* [SEITENAUSZUG]
──────────
Mehr als 320.000 Fälle von Long Covid beziehungsweise Post Covid sind von Kassenärztinnen und Kassenärzten von Januar bis September diagnostiziert worden. Das hat die Kassenärztliche Vereinigung Baden-Württemberg (KVBW) auf SWR-Anfrage mitgeteilt. Für das vierte Quartal 2022 liegen noch keine Zahlen vor. Erfasst sind in der Statistik sowohl Post- als auch Long Covid-Fälle: Das sind Fälle, bei denen Symptome einer Covid-Erkrankung noch für mehrere Wochen nach der Infektion vorliegen, aber auch Fälle mit dauerhaften Symptomen.
Bei rund 30.000 Menschen haben die Kassenärztinnen und Kassenärzte nach einer Corona-Infektion die Nervenerkrankung Myalgische Enzephalomyelitis (ME) oder eine dauerhafte schweren Erschöpfung, das Chronische Fatigue-Syndrom (CFS), festgestellt.
Was versteht man unter Long Covid?
Long Covid ist kein einheitliches Krankheitsbild. Deshalb ist die Diagnose häufig auch so schwer. Es gibt über 200 Symptome für Long Covid. Sie betreffen häufig gleich mehrere Organe, wie Lunge, Herz, den Magen-Darm-Trakt, Nieren oder die Leber. Aber auch Nerven, Muskeln oder die Atemwege können betroffen sein. Viele Long Covid-Patienten leiden unter einem Chronischen Erschöpfungssyndrom und sind dadurch im Alltag erheblich eingeschränkt. Über die Ursachen gibt es bisher nur Vermutungen: Eine Theorie lautet, dass das Virus weiterhin im Körper ist und sich dort auch weiterverbreitet. Ein anderer Verdacht ist, dass das Coronavirus bereits im Körper schlummernde andere Viren aktiviert und somit Autoimmunerkrankungen wie beispielsweise das Guillain-Barré-Syndrom (GBS) oder Gürtelrose auslöst.
Symptome verschwinden häufig von alleine
Nach aktuellen Daten liegt das Risiko an Post- oder Long Covid zu erkranken nach einer Infektion mit der Omikron-Variante bei etwa 4,5 Prozent. Bei vielen Patientinnen und Patienten verschwinden die Symptome mit der Zeit von selbst wieder. Wirksame Therapien gibt es derzeit aber noch nicht.
Lange nicht im Fokus der Forschung
Bisher wird nur wenig auf diesem Gebiet geforscht und auch Diagnose- und Behandlungsoptionen sind unzureichend. Das Bundesgesundheitsministerium will 100 Millionen Euro in die sogenannte Versorgungsforschung stecken. Außerdem sind eine Beratungshotline und eine Informationsplattform geplant. Die Landesregierung von Baden-Württemberg hat im Februar bekannt gegeben, dass sie den vier Uni-Kliniken Freiburg, Heidelberg, Tübingen und Ulm zwei Millionen Euro für die weitere Erforschung von Long Covid zur Verfügung stellen will.
──────────
* [DATENÜBERSICHT]
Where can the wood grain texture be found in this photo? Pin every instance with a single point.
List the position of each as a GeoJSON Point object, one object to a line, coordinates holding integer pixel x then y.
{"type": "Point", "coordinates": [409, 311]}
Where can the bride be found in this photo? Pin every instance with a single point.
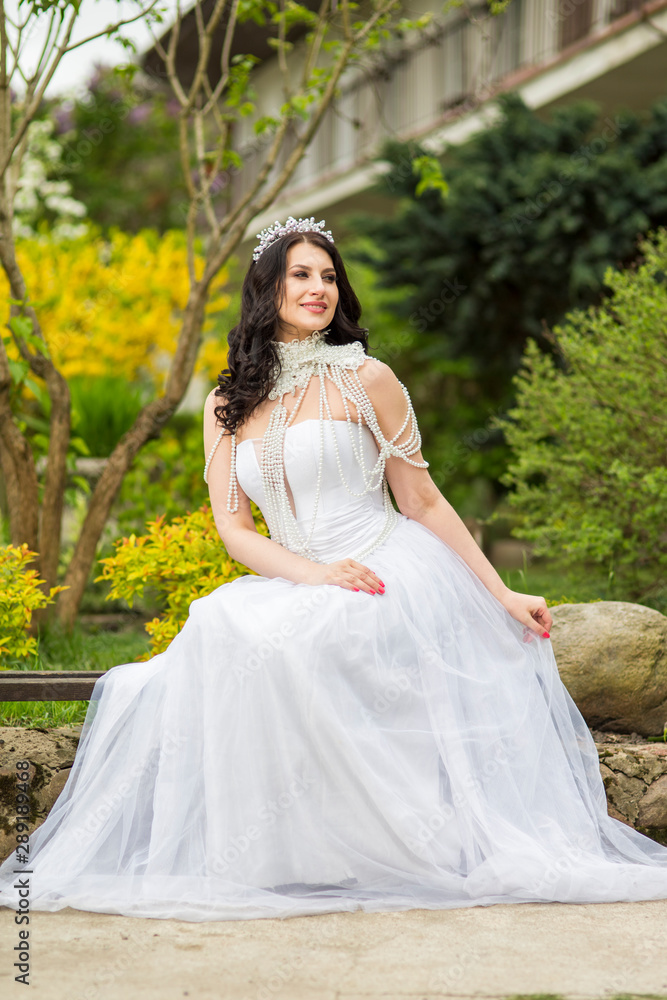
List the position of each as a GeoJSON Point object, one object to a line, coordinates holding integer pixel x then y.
{"type": "Point", "coordinates": [302, 747]}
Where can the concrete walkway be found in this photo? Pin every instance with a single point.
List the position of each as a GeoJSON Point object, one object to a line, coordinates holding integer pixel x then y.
{"type": "Point", "coordinates": [571, 950]}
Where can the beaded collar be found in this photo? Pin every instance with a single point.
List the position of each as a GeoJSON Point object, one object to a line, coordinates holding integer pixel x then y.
{"type": "Point", "coordinates": [301, 359]}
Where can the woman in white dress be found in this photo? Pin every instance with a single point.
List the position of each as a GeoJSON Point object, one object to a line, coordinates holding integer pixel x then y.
{"type": "Point", "coordinates": [374, 721]}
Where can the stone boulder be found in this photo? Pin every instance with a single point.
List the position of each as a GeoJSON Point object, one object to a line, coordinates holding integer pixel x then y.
{"type": "Point", "coordinates": [612, 658]}
{"type": "Point", "coordinates": [633, 771]}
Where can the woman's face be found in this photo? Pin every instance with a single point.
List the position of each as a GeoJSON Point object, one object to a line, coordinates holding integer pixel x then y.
{"type": "Point", "coordinates": [311, 293]}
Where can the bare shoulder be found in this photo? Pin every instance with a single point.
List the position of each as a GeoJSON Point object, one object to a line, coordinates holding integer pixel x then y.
{"type": "Point", "coordinates": [381, 384]}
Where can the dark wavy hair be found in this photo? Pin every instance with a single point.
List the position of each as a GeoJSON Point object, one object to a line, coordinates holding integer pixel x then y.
{"type": "Point", "coordinates": [253, 360]}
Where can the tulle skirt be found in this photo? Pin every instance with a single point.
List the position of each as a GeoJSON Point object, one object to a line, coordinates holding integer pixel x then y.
{"type": "Point", "coordinates": [307, 749]}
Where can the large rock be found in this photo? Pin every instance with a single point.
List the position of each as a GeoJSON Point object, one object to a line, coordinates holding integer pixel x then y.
{"type": "Point", "coordinates": [612, 658]}
{"type": "Point", "coordinates": [634, 774]}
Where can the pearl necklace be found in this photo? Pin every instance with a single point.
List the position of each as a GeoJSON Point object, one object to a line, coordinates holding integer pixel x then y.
{"type": "Point", "coordinates": [300, 360]}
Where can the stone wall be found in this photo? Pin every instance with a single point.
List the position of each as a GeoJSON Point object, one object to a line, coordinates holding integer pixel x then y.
{"type": "Point", "coordinates": [634, 773]}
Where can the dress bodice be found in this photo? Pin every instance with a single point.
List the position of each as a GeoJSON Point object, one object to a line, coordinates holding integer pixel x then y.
{"type": "Point", "coordinates": [343, 522]}
{"type": "Point", "coordinates": [299, 471]}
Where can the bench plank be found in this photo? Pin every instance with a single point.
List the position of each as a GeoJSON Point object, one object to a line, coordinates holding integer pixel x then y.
{"type": "Point", "coordinates": [48, 685]}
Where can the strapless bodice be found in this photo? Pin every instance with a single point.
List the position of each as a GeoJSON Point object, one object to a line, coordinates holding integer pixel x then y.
{"type": "Point", "coordinates": [344, 523]}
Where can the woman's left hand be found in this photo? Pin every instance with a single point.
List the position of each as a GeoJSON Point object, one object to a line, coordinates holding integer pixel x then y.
{"type": "Point", "coordinates": [529, 610]}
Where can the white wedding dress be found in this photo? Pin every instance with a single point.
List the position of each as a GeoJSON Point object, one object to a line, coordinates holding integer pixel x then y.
{"type": "Point", "coordinates": [306, 749]}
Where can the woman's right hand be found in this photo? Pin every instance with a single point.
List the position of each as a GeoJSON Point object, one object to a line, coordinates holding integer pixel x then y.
{"type": "Point", "coordinates": [347, 573]}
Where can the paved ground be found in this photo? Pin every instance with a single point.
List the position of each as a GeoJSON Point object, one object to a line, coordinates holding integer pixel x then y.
{"type": "Point", "coordinates": [574, 951]}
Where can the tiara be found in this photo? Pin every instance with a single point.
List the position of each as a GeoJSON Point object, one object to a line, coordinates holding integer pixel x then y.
{"type": "Point", "coordinates": [273, 233]}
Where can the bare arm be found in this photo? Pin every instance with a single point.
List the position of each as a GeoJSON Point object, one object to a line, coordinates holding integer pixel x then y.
{"type": "Point", "coordinates": [241, 538]}
{"type": "Point", "coordinates": [419, 498]}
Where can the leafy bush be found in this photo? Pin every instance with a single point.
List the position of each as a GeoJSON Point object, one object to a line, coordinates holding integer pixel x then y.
{"type": "Point", "coordinates": [538, 208]}
{"type": "Point", "coordinates": [182, 561]}
{"type": "Point", "coordinates": [589, 467]}
{"type": "Point", "coordinates": [165, 479]}
{"type": "Point", "coordinates": [20, 595]}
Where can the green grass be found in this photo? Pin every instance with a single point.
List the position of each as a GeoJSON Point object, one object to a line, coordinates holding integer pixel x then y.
{"type": "Point", "coordinates": [83, 649]}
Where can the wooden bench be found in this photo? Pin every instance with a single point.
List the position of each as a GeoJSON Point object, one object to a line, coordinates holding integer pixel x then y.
{"type": "Point", "coordinates": [48, 685]}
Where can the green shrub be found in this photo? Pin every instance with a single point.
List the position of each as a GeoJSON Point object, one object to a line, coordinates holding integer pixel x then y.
{"type": "Point", "coordinates": [20, 595]}
{"type": "Point", "coordinates": [589, 466]}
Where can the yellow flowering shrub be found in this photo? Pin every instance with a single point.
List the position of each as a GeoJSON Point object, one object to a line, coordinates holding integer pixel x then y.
{"type": "Point", "coordinates": [114, 305]}
{"type": "Point", "coordinates": [182, 560]}
{"type": "Point", "coordinates": [20, 595]}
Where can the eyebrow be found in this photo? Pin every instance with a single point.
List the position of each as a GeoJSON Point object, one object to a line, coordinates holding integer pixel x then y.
{"type": "Point", "coordinates": [307, 268]}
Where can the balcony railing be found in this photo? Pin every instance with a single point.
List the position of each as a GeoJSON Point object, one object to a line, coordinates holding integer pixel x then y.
{"type": "Point", "coordinates": [414, 91]}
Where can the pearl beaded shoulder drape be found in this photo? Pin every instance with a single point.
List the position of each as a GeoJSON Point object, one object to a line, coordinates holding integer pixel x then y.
{"type": "Point", "coordinates": [306, 749]}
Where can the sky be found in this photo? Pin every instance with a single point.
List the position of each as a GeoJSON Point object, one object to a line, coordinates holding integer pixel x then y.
{"type": "Point", "coordinates": [77, 66]}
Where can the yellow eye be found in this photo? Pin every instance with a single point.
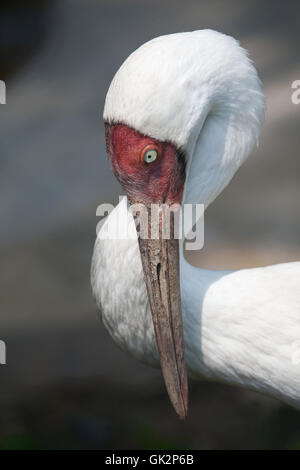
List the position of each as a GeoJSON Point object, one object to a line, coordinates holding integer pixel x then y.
{"type": "Point", "coordinates": [150, 156]}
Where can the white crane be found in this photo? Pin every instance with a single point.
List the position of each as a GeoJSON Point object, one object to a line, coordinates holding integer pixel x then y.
{"type": "Point", "coordinates": [182, 114]}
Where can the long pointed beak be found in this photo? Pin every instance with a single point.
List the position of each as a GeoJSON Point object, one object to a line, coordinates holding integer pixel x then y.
{"type": "Point", "coordinates": [160, 259]}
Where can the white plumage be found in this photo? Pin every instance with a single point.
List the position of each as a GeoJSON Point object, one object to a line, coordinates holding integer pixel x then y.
{"type": "Point", "coordinates": [200, 91]}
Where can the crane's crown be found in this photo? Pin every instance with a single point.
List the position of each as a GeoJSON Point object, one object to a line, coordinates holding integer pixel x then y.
{"type": "Point", "coordinates": [168, 86]}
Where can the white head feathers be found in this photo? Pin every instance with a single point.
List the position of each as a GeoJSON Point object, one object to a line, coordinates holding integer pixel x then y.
{"type": "Point", "coordinates": [162, 88]}
{"type": "Point", "coordinates": [198, 90]}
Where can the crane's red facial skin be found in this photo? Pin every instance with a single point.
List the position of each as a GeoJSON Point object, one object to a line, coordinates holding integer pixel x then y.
{"type": "Point", "coordinates": [161, 181]}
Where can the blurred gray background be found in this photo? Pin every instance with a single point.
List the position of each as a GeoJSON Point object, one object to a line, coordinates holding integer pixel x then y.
{"type": "Point", "coordinates": [66, 384]}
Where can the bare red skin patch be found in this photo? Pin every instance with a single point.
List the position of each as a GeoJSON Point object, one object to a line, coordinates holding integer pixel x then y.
{"type": "Point", "coordinates": [161, 181]}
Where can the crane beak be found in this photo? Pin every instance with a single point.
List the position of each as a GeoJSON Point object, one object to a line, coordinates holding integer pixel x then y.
{"type": "Point", "coordinates": [160, 260]}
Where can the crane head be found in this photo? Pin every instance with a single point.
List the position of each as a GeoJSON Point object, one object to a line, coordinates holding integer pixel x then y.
{"type": "Point", "coordinates": [152, 174]}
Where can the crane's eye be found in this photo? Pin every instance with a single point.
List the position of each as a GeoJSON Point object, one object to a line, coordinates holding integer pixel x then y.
{"type": "Point", "coordinates": [150, 155]}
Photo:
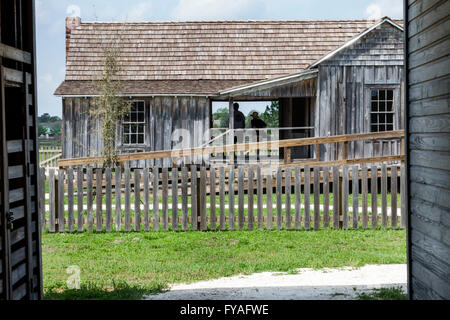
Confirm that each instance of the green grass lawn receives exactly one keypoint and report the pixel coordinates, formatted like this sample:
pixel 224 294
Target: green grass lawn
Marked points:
pixel 128 265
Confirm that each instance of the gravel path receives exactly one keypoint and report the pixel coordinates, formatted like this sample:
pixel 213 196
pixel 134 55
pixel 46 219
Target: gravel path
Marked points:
pixel 308 284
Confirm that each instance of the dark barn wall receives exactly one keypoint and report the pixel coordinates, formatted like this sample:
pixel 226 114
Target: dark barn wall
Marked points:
pixel 20 250
pixel 164 115
pixel 428 157
pixel 344 83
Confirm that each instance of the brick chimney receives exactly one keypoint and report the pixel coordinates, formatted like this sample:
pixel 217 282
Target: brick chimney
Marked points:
pixel 71 23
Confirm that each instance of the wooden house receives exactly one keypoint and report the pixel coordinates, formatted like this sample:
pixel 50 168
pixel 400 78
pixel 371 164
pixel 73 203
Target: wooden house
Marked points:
pixel 337 77
pixel 428 148
pixel 20 236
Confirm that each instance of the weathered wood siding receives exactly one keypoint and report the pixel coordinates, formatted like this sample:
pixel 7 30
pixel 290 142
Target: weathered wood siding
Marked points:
pixel 344 88
pixel 428 83
pixel 171 122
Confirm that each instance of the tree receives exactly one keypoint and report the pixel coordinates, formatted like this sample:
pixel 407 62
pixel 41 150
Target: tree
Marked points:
pixel 270 115
pixel 55 130
pixel 109 107
pixel 45 118
pixel 42 131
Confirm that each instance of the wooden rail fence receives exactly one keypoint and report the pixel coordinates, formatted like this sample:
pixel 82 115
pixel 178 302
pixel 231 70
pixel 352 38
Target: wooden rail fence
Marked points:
pixel 346 193
pixel 49 156
pixel 222 198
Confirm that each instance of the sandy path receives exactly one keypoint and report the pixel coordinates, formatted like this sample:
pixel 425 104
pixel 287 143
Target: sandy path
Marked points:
pixel 324 284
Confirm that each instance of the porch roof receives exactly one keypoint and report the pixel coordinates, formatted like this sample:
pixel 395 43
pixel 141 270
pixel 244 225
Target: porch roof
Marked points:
pixel 201 57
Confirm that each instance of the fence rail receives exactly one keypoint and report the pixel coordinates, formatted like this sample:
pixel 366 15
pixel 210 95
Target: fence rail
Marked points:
pixel 49 156
pixel 286 145
pixel 222 198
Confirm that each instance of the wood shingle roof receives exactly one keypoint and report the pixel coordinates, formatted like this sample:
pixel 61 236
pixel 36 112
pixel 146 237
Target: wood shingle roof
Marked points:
pixel 236 51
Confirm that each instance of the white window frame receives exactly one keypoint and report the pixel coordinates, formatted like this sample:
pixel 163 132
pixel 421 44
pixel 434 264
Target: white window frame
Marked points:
pixel 136 123
pixel 384 112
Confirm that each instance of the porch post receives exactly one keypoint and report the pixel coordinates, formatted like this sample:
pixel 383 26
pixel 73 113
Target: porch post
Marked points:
pixel 231 127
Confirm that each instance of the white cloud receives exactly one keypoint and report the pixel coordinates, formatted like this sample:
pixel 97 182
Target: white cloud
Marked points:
pixel 47 78
pixel 381 8
pixel 42 14
pixel 138 12
pixel 218 9
pixel 73 10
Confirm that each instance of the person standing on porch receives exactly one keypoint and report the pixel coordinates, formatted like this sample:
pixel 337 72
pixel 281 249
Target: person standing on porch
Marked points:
pixel 239 123
pixel 257 124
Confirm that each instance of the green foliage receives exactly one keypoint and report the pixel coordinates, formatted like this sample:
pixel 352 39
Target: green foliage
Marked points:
pixel 109 107
pixel 46 118
pixel 223 116
pixel 42 131
pixel 394 293
pixel 56 129
pixel 270 115
pixel 120 265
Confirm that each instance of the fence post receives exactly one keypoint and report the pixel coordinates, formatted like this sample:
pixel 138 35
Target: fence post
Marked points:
pixel 341 202
pixel 287 155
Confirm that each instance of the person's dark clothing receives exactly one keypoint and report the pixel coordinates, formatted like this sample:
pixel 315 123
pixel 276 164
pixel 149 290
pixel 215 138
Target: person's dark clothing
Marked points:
pixel 258 123
pixel 239 120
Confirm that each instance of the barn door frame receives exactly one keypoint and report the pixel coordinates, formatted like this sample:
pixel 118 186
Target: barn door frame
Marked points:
pixel 4 191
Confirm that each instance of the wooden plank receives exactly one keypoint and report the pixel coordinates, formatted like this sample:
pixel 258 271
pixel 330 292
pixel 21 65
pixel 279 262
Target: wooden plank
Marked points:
pixel 269 205
pixel 222 198
pixel 202 195
pixel 98 194
pixel 307 193
pixel 15 54
pixel 355 196
pixel 108 194
pixel 326 197
pixel 70 218
pixel 316 198
pixel 42 210
pixel 118 194
pixel 60 201
pixel 364 191
pixel 127 197
pixel 89 199
pixel 345 186
pixel 177 153
pixel 194 194
pixel 241 198
pixel 155 189
pixel 146 181
pixel 231 222
pixel 260 191
pixel 212 200
pixel 279 191
pixel 184 198
pixel 137 200
pixel 374 195
pixel 174 199
pixel 288 189
pixel 403 196
pixel 80 210
pixel 251 196
pixel 384 218
pixel 336 197
pixel 394 175
pixel 298 198
pixel 52 200
pixel 165 198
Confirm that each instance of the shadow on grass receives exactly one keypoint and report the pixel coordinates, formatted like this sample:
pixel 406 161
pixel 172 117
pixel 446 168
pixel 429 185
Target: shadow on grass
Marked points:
pixel 92 291
pixel 395 293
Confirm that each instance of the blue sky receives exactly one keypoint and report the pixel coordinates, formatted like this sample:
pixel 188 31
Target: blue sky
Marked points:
pixel 50 28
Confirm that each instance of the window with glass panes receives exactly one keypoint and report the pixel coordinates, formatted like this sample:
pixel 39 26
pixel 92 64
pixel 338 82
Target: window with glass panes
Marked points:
pixel 134 124
pixel 382 110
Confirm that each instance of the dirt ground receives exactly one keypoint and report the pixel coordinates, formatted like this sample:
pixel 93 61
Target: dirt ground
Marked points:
pixel 307 284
──────────
* [AUFGABENSTELLUNG]
Geben Sie aus dem Seitenauszug den Abschnitt von „Mehr als 320.000“ bis einschließlich „unter Long Covid?“ wortgetreu aus. Maßgeblich ist allein der Seitenauszug.

* [ERGEBNIS DER ÜBUNG]
Mehr als 320.000 Fälle von Long Covid beziehungsweise Post Covid sind von Kassenärztinnen und Kassenärzten von Januar bis September diagnostiziert worden. Das hat die Kassenärztliche Vereinigung Baden-Württemberg (KVBW) auf SWR-Anfrage mitgeteilt. Für das vierte Quartal 2022 liegen noch keine Zahlen vor. Erfasst sind in der Statistik sowohl Post- als auch Long Covid-Fälle: Das sind Fälle, bei denen Symptome einer Covid-Erkrankung noch für mehrere Wochen nach der Infektion vorliegen, aber auch Fälle mit dauerhaften Symptomen.
Bei rund 30.000 Menschen haben die Kassenärztinnen und Kassenärzte nach einer Corona-Infektion die Nervenerkrankung Myalgische Enzephalomyelitis (ME) oder eine dauerhafte schweren Erschöpfung, das Chronische Fatigue-Syndrom (CFS), festgestellt.
Was versteht man unter Long Covid?